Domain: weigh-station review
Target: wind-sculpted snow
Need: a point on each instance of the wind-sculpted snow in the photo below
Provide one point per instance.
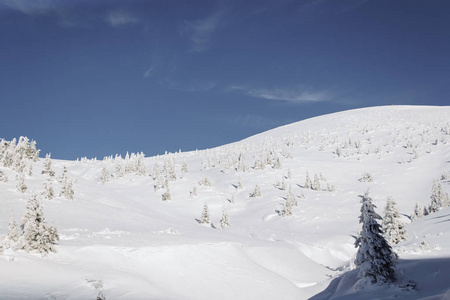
(133, 227)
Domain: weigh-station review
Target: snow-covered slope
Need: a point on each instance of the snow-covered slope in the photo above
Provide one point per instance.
(121, 239)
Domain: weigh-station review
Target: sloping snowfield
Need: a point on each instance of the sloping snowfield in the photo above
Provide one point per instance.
(119, 238)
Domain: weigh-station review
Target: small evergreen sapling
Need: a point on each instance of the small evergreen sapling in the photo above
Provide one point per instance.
(225, 220)
(205, 218)
(308, 184)
(394, 229)
(3, 177)
(13, 232)
(48, 192)
(256, 192)
(21, 187)
(418, 212)
(37, 235)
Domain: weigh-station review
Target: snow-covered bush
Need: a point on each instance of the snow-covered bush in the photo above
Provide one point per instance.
(205, 218)
(20, 183)
(256, 192)
(225, 220)
(37, 235)
(394, 229)
(367, 177)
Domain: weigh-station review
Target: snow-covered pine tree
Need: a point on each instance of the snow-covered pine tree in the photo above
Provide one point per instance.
(205, 218)
(20, 184)
(308, 184)
(374, 257)
(13, 232)
(291, 197)
(240, 186)
(193, 192)
(3, 177)
(166, 196)
(140, 166)
(205, 181)
(48, 192)
(184, 168)
(287, 209)
(394, 229)
(225, 220)
(417, 213)
(316, 184)
(37, 235)
(67, 189)
(438, 198)
(256, 192)
(48, 165)
(105, 175)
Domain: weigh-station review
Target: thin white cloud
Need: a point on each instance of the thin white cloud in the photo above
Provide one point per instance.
(290, 95)
(192, 86)
(120, 18)
(31, 7)
(199, 32)
(148, 73)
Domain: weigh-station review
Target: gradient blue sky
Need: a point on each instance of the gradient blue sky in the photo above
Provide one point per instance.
(94, 78)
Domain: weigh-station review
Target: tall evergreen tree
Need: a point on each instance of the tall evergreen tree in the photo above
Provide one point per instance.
(374, 257)
(418, 212)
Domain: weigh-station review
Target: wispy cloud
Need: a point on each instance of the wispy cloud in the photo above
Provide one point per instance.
(148, 73)
(121, 18)
(290, 95)
(193, 86)
(30, 7)
(199, 32)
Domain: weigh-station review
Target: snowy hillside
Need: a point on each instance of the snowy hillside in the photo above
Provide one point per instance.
(120, 240)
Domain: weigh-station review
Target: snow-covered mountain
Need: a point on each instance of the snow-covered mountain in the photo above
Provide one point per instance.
(120, 240)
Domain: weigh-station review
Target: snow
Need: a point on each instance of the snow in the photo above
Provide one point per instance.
(119, 238)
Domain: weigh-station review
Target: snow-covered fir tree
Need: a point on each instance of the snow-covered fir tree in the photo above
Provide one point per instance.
(394, 229)
(438, 198)
(225, 220)
(184, 168)
(48, 165)
(37, 235)
(375, 258)
(308, 184)
(3, 177)
(48, 192)
(205, 218)
(140, 166)
(105, 175)
(13, 232)
(367, 177)
(256, 192)
(20, 183)
(166, 196)
(193, 193)
(287, 209)
(291, 197)
(417, 213)
(316, 184)
(63, 177)
(67, 189)
(205, 181)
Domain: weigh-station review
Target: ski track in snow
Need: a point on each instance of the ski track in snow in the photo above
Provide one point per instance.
(119, 238)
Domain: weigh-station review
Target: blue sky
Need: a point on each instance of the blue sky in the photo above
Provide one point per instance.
(94, 78)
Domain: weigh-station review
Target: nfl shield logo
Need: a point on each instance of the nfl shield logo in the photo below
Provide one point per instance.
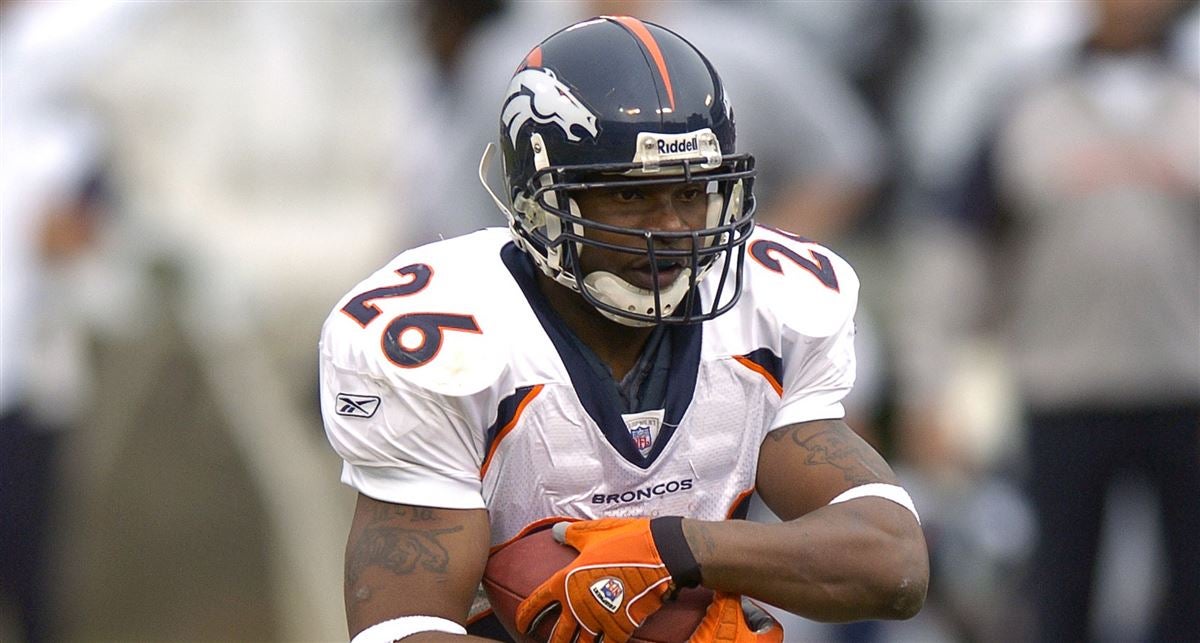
------------------------------------------------------------
What needs to be done: How many lines in the items above contain the word "white"? Case counts. Reply with the number alone.

Written solution: 2